Selected passage -
▬▬▬▬▬▬▬▬▬▬

Patients want continuity not more choice

GP leaders hail patient survey results

A ringing endorsement of the traditional values of general practice has come from the views of 10,000 patients who took part in the Great Pulse Patient Survey ­ here, a selection a GP leaders and academics give their reaction to the findings

Dr Mayur Lakhani RCGP chair

'These are very positive results that confirm what we know to be instinctively true ­ patients appreciate personal doctoring.

'I want a national debate on these issues ­ they are not going to go away.'

Professor Allyson Pollock chair of health policy and health services research at UCL

'The results of the survey show the enormous support for GP services. The most worrying thing is that patients may not yet realise how GP services are being changed with fragmentation of care and privatisation. Patients will be bewildered and confused when they find out what's going on.'

Professor Greg Rubin professor of primary care at the

University of Sunderland

'The research we've completed mirrors these findings ­ it shows that while getting to see your doctor quickly is important to patients, it's not the most important issue.

▬▬▬▬▬▬▬▬▬▬

Entries provided -
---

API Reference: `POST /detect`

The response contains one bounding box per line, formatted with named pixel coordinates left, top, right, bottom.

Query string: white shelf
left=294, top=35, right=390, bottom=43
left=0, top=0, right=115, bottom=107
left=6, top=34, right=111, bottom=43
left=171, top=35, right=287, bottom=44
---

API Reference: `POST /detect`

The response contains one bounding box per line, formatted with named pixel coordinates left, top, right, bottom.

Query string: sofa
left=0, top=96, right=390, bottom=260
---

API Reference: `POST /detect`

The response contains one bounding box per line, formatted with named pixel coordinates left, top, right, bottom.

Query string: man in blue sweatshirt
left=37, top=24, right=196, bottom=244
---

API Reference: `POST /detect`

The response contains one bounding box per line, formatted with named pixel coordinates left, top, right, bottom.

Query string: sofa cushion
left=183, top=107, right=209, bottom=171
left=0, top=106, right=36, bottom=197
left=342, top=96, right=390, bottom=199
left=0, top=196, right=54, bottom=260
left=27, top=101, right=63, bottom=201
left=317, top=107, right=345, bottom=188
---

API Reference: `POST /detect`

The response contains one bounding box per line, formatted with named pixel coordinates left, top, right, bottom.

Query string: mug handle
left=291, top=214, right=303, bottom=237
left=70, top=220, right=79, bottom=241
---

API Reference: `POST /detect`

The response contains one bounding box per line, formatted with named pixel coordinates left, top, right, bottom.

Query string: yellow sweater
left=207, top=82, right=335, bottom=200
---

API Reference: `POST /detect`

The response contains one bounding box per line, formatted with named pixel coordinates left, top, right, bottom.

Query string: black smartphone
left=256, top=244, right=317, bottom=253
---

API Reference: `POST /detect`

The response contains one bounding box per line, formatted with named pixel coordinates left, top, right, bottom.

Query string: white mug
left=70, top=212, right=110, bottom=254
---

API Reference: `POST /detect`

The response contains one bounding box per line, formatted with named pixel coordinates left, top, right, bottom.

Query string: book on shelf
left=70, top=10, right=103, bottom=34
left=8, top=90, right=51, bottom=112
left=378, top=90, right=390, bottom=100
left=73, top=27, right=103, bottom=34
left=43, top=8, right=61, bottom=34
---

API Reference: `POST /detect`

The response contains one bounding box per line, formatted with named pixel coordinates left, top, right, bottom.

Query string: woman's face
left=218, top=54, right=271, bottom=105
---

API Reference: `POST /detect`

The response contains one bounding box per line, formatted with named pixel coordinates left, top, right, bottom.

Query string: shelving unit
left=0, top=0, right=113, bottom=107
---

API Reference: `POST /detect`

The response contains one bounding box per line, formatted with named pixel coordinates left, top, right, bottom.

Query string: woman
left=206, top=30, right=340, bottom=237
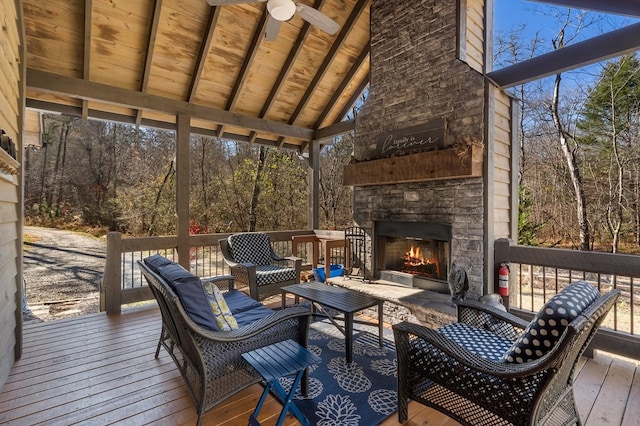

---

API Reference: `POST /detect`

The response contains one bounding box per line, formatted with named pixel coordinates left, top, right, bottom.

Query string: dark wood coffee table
left=281, top=282, right=384, bottom=363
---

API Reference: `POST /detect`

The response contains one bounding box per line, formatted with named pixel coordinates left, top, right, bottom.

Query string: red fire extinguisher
left=498, top=263, right=509, bottom=297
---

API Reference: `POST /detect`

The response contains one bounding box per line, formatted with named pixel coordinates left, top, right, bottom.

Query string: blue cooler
left=313, top=264, right=344, bottom=283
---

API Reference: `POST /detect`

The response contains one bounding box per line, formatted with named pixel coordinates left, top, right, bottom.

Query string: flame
left=404, top=245, right=440, bottom=275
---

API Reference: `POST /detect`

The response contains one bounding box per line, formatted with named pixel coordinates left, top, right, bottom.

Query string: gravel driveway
left=24, top=226, right=107, bottom=321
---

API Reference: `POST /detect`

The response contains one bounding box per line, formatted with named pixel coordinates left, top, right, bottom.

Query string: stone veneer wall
left=354, top=0, right=485, bottom=297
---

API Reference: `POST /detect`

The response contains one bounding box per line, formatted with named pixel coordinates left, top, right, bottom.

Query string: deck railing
left=495, top=239, right=640, bottom=359
left=100, top=230, right=314, bottom=314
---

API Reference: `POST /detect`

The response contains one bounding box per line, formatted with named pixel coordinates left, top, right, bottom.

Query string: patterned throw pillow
left=502, top=281, right=600, bottom=364
left=208, top=284, right=239, bottom=331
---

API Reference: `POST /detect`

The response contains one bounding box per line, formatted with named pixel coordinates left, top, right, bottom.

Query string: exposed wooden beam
left=217, top=9, right=269, bottom=139
left=135, top=0, right=162, bottom=126
left=82, top=0, right=93, bottom=120
left=187, top=6, right=221, bottom=102
left=338, top=72, right=371, bottom=123
left=280, top=0, right=369, bottom=148
left=313, top=118, right=356, bottom=141
left=529, top=0, right=640, bottom=17
left=313, top=44, right=371, bottom=129
left=26, top=99, right=300, bottom=152
left=27, top=68, right=314, bottom=140
left=487, top=23, right=640, bottom=88
left=249, top=0, right=325, bottom=143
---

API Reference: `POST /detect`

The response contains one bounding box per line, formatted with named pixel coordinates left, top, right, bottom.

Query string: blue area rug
left=280, top=320, right=398, bottom=426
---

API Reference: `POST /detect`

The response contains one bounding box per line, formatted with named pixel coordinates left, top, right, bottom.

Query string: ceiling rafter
left=81, top=0, right=93, bottom=120
left=26, top=68, right=314, bottom=140
left=313, top=44, right=371, bottom=129
left=338, top=71, right=371, bottom=122
left=487, top=22, right=640, bottom=88
left=278, top=0, right=369, bottom=146
left=187, top=6, right=221, bottom=102
left=136, top=0, right=162, bottom=126
left=216, top=8, right=269, bottom=139
left=249, top=0, right=325, bottom=143
left=26, top=99, right=304, bottom=151
left=529, top=0, right=640, bottom=18
left=300, top=44, right=371, bottom=152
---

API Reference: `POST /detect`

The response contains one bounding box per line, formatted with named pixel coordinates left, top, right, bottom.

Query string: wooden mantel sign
left=373, top=118, right=447, bottom=159
left=343, top=145, right=483, bottom=186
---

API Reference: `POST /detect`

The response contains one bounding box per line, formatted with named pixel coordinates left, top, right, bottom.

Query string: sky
left=494, top=0, right=638, bottom=86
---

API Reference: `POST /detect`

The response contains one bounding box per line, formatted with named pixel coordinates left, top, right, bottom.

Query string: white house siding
left=0, top=0, right=24, bottom=389
left=461, top=0, right=486, bottom=73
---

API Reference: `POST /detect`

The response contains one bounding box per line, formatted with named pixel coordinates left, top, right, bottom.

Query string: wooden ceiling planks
left=24, top=0, right=370, bottom=147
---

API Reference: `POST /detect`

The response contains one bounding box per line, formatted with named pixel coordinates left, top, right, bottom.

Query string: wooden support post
left=100, top=232, right=122, bottom=315
left=176, top=114, right=191, bottom=271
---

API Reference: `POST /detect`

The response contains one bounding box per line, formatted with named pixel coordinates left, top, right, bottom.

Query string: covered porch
left=0, top=306, right=640, bottom=426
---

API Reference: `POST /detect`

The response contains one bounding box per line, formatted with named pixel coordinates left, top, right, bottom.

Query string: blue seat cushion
left=224, top=289, right=263, bottom=317
left=436, top=323, right=512, bottom=361
left=233, top=305, right=273, bottom=328
left=227, top=232, right=271, bottom=265
left=144, top=256, right=218, bottom=331
left=256, top=265, right=296, bottom=286
left=503, top=281, right=600, bottom=363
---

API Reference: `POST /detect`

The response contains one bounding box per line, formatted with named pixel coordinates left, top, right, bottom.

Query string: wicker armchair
left=393, top=282, right=619, bottom=425
left=219, top=232, right=302, bottom=300
left=138, top=261, right=310, bottom=425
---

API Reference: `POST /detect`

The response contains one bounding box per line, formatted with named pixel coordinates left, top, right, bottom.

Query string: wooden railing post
left=100, top=232, right=122, bottom=315
left=493, top=238, right=513, bottom=311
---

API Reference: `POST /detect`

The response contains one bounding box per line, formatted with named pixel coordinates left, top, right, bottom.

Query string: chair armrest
left=393, top=322, right=553, bottom=378
left=458, top=300, right=529, bottom=340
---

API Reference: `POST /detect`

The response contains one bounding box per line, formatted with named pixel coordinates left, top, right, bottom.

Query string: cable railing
left=495, top=239, right=640, bottom=359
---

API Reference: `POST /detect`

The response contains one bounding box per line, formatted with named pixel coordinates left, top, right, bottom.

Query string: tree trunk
left=249, top=146, right=267, bottom=232
left=551, top=74, right=591, bottom=251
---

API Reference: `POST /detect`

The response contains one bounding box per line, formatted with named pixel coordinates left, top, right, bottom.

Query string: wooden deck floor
left=0, top=307, right=640, bottom=426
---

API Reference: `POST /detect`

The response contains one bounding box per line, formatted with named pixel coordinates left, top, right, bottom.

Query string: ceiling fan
left=207, top=0, right=340, bottom=41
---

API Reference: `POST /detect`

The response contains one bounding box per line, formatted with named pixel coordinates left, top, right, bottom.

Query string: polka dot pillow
left=502, top=281, right=600, bottom=363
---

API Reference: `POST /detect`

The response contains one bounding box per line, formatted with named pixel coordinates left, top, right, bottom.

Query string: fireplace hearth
left=375, top=221, right=451, bottom=293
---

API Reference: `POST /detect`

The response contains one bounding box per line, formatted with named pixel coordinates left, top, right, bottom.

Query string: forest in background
left=25, top=114, right=353, bottom=236
left=25, top=9, right=640, bottom=253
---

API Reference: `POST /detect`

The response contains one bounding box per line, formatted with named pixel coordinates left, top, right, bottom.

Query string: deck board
left=0, top=307, right=640, bottom=426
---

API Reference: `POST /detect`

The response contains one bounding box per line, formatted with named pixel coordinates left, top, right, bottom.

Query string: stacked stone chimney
left=354, top=0, right=485, bottom=296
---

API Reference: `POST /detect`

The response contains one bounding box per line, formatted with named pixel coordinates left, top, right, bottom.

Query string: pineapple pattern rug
left=280, top=319, right=398, bottom=426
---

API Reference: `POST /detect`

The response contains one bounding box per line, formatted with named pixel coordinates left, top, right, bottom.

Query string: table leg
left=344, top=312, right=353, bottom=364
left=269, top=370, right=309, bottom=426
left=378, top=300, right=384, bottom=348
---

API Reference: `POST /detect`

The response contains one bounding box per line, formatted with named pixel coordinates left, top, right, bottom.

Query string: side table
left=242, top=339, right=321, bottom=426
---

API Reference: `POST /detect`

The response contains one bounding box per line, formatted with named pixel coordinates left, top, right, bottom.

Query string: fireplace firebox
left=375, top=221, right=451, bottom=292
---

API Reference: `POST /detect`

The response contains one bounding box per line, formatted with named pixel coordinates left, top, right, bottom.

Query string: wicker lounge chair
left=138, top=261, right=310, bottom=425
left=219, top=232, right=302, bottom=300
left=393, top=282, right=619, bottom=425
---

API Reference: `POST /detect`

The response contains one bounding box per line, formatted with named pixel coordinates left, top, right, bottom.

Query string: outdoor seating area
left=219, top=232, right=302, bottom=300
left=139, top=255, right=309, bottom=424
left=81, top=251, right=638, bottom=425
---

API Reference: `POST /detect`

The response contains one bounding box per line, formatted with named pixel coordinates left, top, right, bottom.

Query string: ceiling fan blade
left=264, top=12, right=282, bottom=41
left=296, top=3, right=340, bottom=35
left=207, top=0, right=267, bottom=6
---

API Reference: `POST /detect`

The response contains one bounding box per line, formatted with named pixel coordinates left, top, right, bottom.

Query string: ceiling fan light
left=267, top=0, right=296, bottom=21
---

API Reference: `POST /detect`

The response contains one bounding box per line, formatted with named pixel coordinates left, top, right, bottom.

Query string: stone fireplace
left=345, top=0, right=486, bottom=297
left=374, top=221, right=451, bottom=293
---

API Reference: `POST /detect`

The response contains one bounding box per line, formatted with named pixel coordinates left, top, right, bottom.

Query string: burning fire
left=403, top=246, right=440, bottom=276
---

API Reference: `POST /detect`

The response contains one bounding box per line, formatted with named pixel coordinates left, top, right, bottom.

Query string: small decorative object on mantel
left=448, top=261, right=469, bottom=306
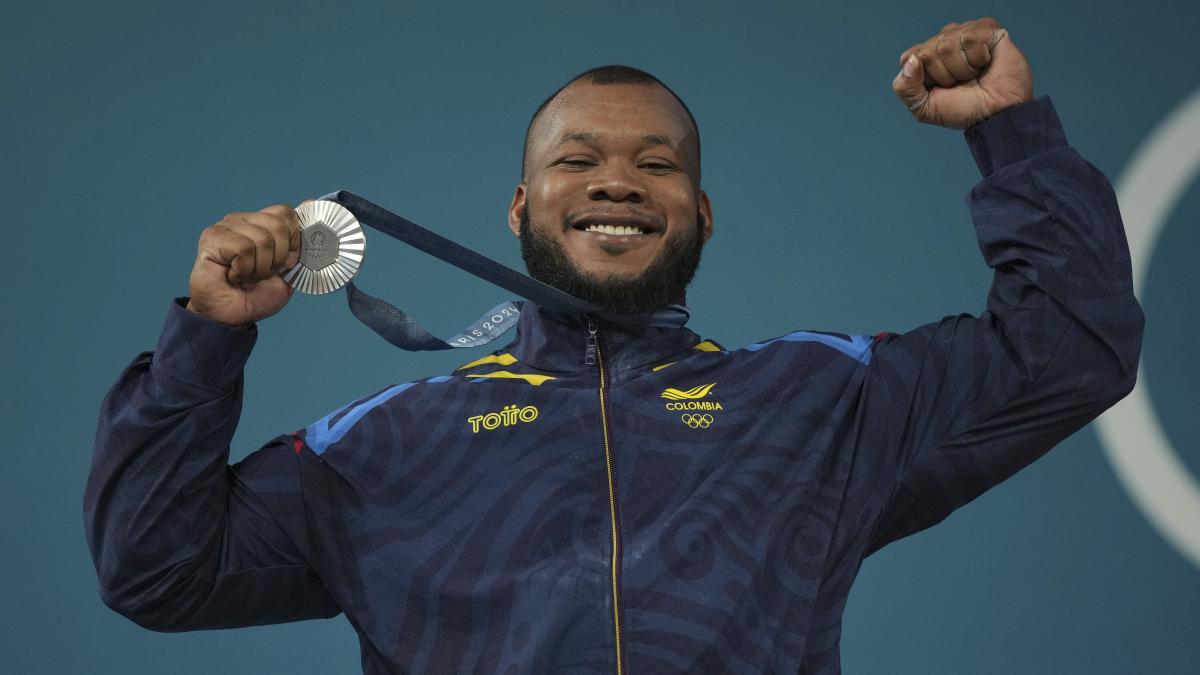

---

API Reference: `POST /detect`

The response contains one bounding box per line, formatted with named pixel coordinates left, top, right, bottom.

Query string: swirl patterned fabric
left=84, top=98, right=1142, bottom=674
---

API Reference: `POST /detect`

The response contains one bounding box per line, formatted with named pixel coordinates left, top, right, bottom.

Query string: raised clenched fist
left=892, top=18, right=1033, bottom=129
left=187, top=204, right=300, bottom=325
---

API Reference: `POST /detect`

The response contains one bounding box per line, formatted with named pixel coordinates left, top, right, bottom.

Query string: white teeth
left=584, top=225, right=642, bottom=235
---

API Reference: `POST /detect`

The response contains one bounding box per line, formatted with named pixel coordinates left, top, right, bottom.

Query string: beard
left=521, top=205, right=704, bottom=315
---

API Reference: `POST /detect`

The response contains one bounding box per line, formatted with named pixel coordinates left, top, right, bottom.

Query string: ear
left=700, top=190, right=713, bottom=241
left=509, top=183, right=526, bottom=239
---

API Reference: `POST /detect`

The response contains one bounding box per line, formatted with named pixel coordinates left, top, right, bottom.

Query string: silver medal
left=283, top=199, right=367, bottom=294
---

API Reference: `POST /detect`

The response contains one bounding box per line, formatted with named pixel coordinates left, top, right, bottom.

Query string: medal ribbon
left=320, top=190, right=689, bottom=352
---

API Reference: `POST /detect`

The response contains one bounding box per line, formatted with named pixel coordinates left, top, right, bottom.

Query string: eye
left=638, top=160, right=676, bottom=173
left=558, top=157, right=595, bottom=169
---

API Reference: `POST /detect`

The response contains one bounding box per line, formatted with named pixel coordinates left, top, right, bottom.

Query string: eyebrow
left=558, top=131, right=674, bottom=150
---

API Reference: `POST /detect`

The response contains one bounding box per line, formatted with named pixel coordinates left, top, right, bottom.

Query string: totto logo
left=467, top=404, right=538, bottom=434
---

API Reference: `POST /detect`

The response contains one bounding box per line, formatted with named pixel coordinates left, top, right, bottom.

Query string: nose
left=588, top=165, right=646, bottom=204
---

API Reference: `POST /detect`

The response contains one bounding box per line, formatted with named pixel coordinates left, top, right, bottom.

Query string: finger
left=917, top=37, right=959, bottom=89
left=934, top=28, right=979, bottom=82
left=959, top=24, right=992, bottom=72
left=230, top=211, right=299, bottom=269
left=207, top=220, right=256, bottom=281
left=222, top=220, right=282, bottom=281
left=892, top=54, right=929, bottom=115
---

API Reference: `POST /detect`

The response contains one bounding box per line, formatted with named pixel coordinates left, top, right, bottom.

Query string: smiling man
left=509, top=66, right=713, bottom=313
left=84, top=14, right=1142, bottom=674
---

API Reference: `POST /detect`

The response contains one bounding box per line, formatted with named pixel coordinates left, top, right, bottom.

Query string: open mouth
left=575, top=222, right=647, bottom=237
left=571, top=215, right=665, bottom=238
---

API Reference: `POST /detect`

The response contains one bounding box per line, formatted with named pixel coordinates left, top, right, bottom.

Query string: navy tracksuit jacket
left=84, top=98, right=1142, bottom=675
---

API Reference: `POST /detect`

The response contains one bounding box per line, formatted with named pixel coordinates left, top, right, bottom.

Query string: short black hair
left=521, top=65, right=700, bottom=181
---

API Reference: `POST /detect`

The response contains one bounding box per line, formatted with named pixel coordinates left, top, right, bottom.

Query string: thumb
left=892, top=54, right=929, bottom=118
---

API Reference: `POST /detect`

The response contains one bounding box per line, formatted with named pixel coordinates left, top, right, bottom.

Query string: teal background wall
left=0, top=0, right=1200, bottom=675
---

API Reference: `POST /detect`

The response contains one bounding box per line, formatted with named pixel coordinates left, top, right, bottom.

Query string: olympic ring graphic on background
left=1097, top=81, right=1200, bottom=568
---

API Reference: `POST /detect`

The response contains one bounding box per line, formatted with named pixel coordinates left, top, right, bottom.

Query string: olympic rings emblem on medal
left=283, top=199, right=367, bottom=294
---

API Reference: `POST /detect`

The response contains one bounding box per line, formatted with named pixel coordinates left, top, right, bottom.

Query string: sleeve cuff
left=151, top=298, right=258, bottom=392
left=964, top=96, right=1067, bottom=177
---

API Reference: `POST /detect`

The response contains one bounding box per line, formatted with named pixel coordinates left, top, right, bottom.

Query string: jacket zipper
left=583, top=317, right=625, bottom=675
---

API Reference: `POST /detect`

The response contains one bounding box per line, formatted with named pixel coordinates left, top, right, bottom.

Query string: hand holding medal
left=187, top=201, right=365, bottom=325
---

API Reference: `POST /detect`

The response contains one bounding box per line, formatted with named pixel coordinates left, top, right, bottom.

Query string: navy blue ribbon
left=322, top=190, right=689, bottom=352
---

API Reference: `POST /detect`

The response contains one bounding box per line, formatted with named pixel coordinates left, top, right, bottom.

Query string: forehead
left=530, top=82, right=695, bottom=154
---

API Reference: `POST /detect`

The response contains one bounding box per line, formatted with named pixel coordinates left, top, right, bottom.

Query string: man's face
left=509, top=82, right=713, bottom=313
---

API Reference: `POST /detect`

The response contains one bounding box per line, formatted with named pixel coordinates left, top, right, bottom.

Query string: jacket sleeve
left=866, top=97, right=1144, bottom=552
left=84, top=296, right=340, bottom=631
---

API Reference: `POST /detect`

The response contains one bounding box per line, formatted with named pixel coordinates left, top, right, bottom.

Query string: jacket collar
left=506, top=301, right=700, bottom=372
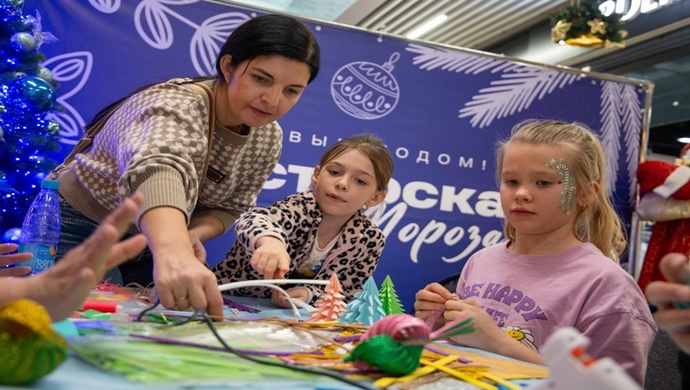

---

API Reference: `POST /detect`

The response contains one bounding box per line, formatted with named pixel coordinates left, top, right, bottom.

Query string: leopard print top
left=213, top=191, right=385, bottom=304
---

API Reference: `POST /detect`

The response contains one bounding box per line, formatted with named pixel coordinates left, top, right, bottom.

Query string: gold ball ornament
left=587, top=19, right=606, bottom=34
left=0, top=299, right=67, bottom=385
left=565, top=34, right=604, bottom=47
left=551, top=20, right=573, bottom=42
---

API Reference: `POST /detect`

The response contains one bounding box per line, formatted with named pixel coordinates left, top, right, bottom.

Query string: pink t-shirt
left=457, top=242, right=656, bottom=383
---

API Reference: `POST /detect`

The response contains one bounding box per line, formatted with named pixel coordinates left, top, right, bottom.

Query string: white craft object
left=218, top=279, right=330, bottom=318
left=527, top=327, right=642, bottom=390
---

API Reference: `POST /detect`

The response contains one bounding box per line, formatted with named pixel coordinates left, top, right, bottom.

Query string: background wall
left=36, top=0, right=651, bottom=311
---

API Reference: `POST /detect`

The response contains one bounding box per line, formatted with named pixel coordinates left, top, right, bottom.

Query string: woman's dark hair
left=216, top=14, right=321, bottom=82
left=86, top=14, right=321, bottom=129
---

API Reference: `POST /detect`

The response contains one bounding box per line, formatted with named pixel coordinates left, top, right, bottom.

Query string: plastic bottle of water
left=18, top=179, right=62, bottom=274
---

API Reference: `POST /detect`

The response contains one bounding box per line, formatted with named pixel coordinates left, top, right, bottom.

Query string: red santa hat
left=637, top=160, right=690, bottom=200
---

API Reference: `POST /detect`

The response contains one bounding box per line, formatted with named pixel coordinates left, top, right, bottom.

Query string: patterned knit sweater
left=59, top=80, right=283, bottom=232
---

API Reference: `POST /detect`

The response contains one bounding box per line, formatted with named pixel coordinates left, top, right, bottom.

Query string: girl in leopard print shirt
left=213, top=134, right=393, bottom=307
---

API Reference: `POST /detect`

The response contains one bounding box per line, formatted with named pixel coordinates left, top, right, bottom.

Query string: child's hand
left=414, top=283, right=453, bottom=319
left=443, top=299, right=505, bottom=352
left=250, top=236, right=290, bottom=279
left=0, top=243, right=31, bottom=276
left=271, top=287, right=309, bottom=308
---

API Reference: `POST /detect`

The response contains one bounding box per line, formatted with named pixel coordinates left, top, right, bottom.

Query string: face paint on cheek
left=544, top=159, right=577, bottom=215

▬▬▬▬▬▬▬▬▬▬

What is required - Write out the survey article again between "GP leaders hail" and "appreciate personal doctoring.", inclusive, changing "academics" to "researchers". The lines above have nothing to do with any of this.

Answer section -
GP leaders hail patient survey results

A ringing endorsement of the traditional values of general practice has come from the views of 10,000 patients who took part in the Great Pulse Patient Survey ­ here, a selection a GP leaders and researchers give their reaction to the findings

Dr Mayur Lakhani RCGP chair

'These are very positive results that confirm what we know to be instinctively true ­ patients appreciate personal doctoring.